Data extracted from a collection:
>>>
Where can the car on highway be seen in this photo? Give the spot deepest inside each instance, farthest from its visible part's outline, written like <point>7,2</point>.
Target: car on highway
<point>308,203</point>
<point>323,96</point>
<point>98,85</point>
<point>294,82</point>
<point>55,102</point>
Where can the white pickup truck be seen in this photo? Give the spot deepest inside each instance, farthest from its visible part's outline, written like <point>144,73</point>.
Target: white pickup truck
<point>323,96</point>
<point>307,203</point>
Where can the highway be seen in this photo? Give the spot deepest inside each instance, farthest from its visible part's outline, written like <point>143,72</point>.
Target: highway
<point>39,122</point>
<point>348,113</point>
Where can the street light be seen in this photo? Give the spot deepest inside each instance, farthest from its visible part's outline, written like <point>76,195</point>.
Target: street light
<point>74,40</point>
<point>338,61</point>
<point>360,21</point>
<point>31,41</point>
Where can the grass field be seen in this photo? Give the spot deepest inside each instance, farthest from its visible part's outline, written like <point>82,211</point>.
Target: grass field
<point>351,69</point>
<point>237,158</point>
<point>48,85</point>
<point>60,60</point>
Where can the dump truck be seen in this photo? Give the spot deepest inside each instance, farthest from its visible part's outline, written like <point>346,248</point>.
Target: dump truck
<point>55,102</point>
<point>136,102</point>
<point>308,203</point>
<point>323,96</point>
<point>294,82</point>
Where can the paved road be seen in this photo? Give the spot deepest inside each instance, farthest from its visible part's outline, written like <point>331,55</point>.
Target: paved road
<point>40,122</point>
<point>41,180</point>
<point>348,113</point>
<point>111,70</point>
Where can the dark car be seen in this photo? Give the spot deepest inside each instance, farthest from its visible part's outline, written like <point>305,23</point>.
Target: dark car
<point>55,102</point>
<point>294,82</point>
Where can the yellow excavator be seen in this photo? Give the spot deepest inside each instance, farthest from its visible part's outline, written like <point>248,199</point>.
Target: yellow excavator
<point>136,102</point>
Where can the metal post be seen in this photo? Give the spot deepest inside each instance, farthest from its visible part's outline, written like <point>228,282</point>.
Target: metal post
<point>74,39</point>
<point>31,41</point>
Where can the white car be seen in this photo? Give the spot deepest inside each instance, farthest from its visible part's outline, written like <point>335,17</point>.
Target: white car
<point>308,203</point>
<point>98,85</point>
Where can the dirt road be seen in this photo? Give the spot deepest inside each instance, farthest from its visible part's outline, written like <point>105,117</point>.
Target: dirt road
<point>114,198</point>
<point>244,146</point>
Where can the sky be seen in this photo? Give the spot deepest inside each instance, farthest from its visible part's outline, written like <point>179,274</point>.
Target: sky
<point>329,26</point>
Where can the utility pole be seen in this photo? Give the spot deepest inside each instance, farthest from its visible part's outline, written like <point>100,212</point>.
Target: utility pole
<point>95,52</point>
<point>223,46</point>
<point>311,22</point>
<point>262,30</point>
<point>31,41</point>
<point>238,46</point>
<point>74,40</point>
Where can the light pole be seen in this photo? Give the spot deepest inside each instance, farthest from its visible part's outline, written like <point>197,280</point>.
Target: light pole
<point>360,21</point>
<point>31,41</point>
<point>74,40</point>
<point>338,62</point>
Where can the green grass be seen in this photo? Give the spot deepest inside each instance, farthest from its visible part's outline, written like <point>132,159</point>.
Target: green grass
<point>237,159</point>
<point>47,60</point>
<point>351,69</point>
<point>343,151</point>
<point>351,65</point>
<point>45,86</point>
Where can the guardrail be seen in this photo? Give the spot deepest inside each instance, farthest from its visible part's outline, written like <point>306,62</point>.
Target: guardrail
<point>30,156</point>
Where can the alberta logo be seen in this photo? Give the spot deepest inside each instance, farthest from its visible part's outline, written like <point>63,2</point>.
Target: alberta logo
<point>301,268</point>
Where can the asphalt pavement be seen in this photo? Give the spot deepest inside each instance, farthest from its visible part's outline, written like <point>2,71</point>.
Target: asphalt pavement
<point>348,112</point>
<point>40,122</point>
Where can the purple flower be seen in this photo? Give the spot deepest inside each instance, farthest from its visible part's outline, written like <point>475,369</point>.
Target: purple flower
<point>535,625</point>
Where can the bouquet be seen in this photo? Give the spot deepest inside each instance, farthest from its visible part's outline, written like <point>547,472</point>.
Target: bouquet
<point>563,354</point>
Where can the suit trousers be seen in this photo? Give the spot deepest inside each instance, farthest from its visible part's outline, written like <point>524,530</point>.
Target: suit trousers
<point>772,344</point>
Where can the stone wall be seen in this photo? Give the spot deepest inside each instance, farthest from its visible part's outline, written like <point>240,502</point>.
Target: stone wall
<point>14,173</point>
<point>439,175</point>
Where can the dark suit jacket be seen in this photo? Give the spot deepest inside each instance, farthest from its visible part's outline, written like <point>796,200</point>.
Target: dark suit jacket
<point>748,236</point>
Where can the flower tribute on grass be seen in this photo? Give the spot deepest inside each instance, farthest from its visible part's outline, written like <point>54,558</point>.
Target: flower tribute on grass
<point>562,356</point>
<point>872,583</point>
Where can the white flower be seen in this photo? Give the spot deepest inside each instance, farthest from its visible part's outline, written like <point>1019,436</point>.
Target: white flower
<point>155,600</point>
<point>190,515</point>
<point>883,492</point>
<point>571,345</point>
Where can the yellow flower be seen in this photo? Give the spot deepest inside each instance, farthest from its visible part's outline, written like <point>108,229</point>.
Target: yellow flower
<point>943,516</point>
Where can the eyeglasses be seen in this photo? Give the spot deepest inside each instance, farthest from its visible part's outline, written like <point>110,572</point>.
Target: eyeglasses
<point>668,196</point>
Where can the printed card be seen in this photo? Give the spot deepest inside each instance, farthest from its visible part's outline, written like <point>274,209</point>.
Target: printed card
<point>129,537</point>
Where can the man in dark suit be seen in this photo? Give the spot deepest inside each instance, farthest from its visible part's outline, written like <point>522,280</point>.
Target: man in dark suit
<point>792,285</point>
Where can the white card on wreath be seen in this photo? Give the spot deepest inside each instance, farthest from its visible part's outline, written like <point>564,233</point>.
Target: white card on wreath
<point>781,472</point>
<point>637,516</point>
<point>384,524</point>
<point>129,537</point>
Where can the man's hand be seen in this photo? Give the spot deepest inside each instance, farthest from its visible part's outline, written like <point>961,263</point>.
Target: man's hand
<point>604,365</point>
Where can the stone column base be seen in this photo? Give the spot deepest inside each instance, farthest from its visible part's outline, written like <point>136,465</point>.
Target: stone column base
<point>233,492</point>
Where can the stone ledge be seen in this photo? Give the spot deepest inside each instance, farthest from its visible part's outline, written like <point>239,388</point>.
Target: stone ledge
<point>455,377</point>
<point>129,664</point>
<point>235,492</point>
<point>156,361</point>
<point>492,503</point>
<<<
Your task is to repeat the data exactly, with nothing left out.

Where can the car on highway be seen in this photo? Give the spot deepest inside each instance, farthest from its visible part's outline, written like <point>7,2</point>.
Target: car on highway
<point>308,203</point>
<point>323,96</point>
<point>98,85</point>
<point>294,82</point>
<point>55,102</point>
Where can the white pickup truck be seen in this photo? Give the spot deepest inside each instance, farthest from its visible part's outline, written like <point>144,73</point>.
Target: white pickup truck
<point>323,96</point>
<point>307,203</point>
Where can the highway be seen in this photo? Give the spot deepest inside each instance, farthest from its visible part's outline, written like <point>143,72</point>.
Target: highway
<point>39,122</point>
<point>348,113</point>
Where can the street light be seen in this photo? Give the spot deepest inside each instance, farthest from its visible part's outline, written like <point>76,195</point>.
Target: street light
<point>74,40</point>
<point>338,61</point>
<point>360,21</point>
<point>31,41</point>
Where can the grass field be seen in this photo? Give the spot deepest inside each instance, farthest from its visible part's outline, written like <point>82,211</point>.
Target: grass field
<point>351,69</point>
<point>237,158</point>
<point>48,85</point>
<point>60,60</point>
Where can the dump truck be seen in this photo? Give the spot deepest inside each instance, farthest from its visible part's outline, written like <point>346,248</point>.
Target: dump truck
<point>55,102</point>
<point>136,102</point>
<point>308,203</point>
<point>323,96</point>
<point>294,82</point>
Where can the paved road be seen in this photo? Give the spot deepest inside each instance, farthest from its visible part's outline, written like <point>331,55</point>.
Target: paved road
<point>40,122</point>
<point>41,180</point>
<point>348,113</point>
<point>111,70</point>
Where can the dark car be seen in this photo? Give the spot deepest inside each instance, farthest from its visible part's outline, written like <point>305,23</point>.
Target: dark car
<point>55,102</point>
<point>294,82</point>
Where can the yellow excavator be seen in this photo? Give the spot deepest inside each instance, farthest from its visible part's outline, written like <point>248,199</point>.
Target: yellow excavator
<point>136,102</point>
Where can the metal post be seen in this photo? Give the spot deepest inside each instance, farthest from its visible part's outline, written like <point>228,282</point>.
Target: metal post
<point>74,39</point>
<point>31,41</point>
Where can the white car be seen in this photo? Give the spot deepest inside each instance, farthest from its visible part's outline, written like <point>335,17</point>.
Target: white car
<point>308,203</point>
<point>98,85</point>
Where can the dirt road be seen in this photo? Give the spot deepest inside each instance, farthest from its visible part's outline, written like <point>105,117</point>.
Target: dirt road
<point>114,198</point>
<point>244,146</point>
Where can the sky be seen in this photo? Give the spot deepest inside each instance, farthest from its visible part's outline, written like <point>179,274</point>.
Target: sky
<point>329,26</point>
Where can the utility pole be seen in this photo? Give the spot deepest inside each instance, farthest from its visible part's outline, written like <point>100,212</point>.
Target: utility pole
<point>95,52</point>
<point>223,46</point>
<point>311,22</point>
<point>262,30</point>
<point>31,41</point>
<point>238,46</point>
<point>74,40</point>
Where can the light pole be seen in this photo? Give the spot deepest inside each instance, farthest from its visible part's outline, written like <point>197,280</point>.
Target: light pole
<point>360,21</point>
<point>31,41</point>
<point>74,40</point>
<point>338,62</point>
Where can the green grass be seen in this photo? Give the spot deepest inside each instance, farthest from its visible part's outline, written like <point>132,159</point>.
Target: green grass
<point>237,159</point>
<point>47,60</point>
<point>351,69</point>
<point>343,151</point>
<point>351,65</point>
<point>45,86</point>
Where can the guardrail be seen in this photo? Give the spot deepest inside each instance, farthest from its visible part's outline, written like <point>306,62</point>.
Target: guardrail
<point>30,156</point>
Where can the alberta logo be seen in this photo? Give the spot deepest inside each instance, farthest from its visible part's outline, written like <point>63,2</point>.
Target: alberta logo
<point>301,268</point>
Where can the asphalt pavement be seen in this photo? Give the spot deepest inside each instance, farthest from its visible part's outline, written like <point>2,71</point>.
Target: asphalt pavement
<point>348,112</point>
<point>40,122</point>
Where can the purple flower be seen in this photo? Give the spot deepest inside each instance, farthest from its visible part's outline, written like <point>475,369</point>.
Target: purple flower
<point>535,625</point>
Where can the bouquet be seen in this photo? Give the spot deepest inside each instance, farthest from its visible part's outline, written like <point>547,472</point>.
Target: bouquet
<point>563,354</point>
Where can the suit trousers be seen in this photo? Give the spot deepest inside each instance, farthest from its visible part's outline, written like <point>524,530</point>.
Target: suit trousers
<point>772,344</point>
Where can the stone wall be seen in this photo? Give the spot deepest inside each instance, farthest from its visible part's outline, written like <point>240,502</point>.
Target: stone wall
<point>14,173</point>
<point>439,175</point>
Where can the dark suit jacket be seen in this photo? Give the spot deepest inside each instance, farthest from its visible part's outline, written like <point>796,200</point>.
Target: dark suit jacket
<point>748,236</point>
Where can the flower tribute on grass be seen in this photo? Give the spot deepest inside each instance, farthest from its visible part's outline, written like <point>54,558</point>.
Target: flower tribute on grass
<point>562,356</point>
<point>872,583</point>
Where can the white flower be seen in this photo? Give the spot deepest inside each instance, farthest from its visible part's outline, written like <point>1019,436</point>.
Target: white flower
<point>155,600</point>
<point>190,515</point>
<point>883,492</point>
<point>571,345</point>
Where can the yellow flower be seen in this photo? Give the spot deepest inside each instance, farthest from its visible part's outline, written like <point>108,229</point>.
Target: yellow flower
<point>943,516</point>
Where can the eyeglasses be seen in this photo? Give the spot deepest inside each instance, farthest from its visible part's outline, written like <point>110,572</point>.
Target: eyeglasses
<point>668,196</point>
Where can the printed card be seen in this photo? Give the spot deepest inside each instance, farthest from its visible part's outline, written like <point>274,209</point>.
Target: printed card
<point>129,537</point>
Where can the man in dark suit be seen in this photo? Give the spot deepest inside each instance, farthest from its visible part's outline, written like <point>522,280</point>.
Target: man in dark suit
<point>792,285</point>
Where can the white card on wreath be seen in this photo? Give the spot deepest inside each instance, farthest from its visible part's outline, written like <point>564,233</point>.
Target: white card on wreath
<point>781,472</point>
<point>637,516</point>
<point>384,524</point>
<point>129,537</point>
Where can the man's hand be seen in this photo? Give the spot deepest inside each instance, farthest from its visible part's outline, written like <point>961,263</point>.
Target: man's hand
<point>604,365</point>
Where can the stone column base be seen in this photo? Give the spot deepest inside each instance, farthest from its visible part's outline, written like <point>136,465</point>.
Target: stone column base
<point>233,492</point>
Where can the stone ledge be seen in this photo? Give the spot deepest inside each instance, farthest from its visible part's outline, written like <point>239,388</point>.
Target: stone ledge
<point>455,377</point>
<point>129,664</point>
<point>235,492</point>
<point>156,361</point>
<point>492,503</point>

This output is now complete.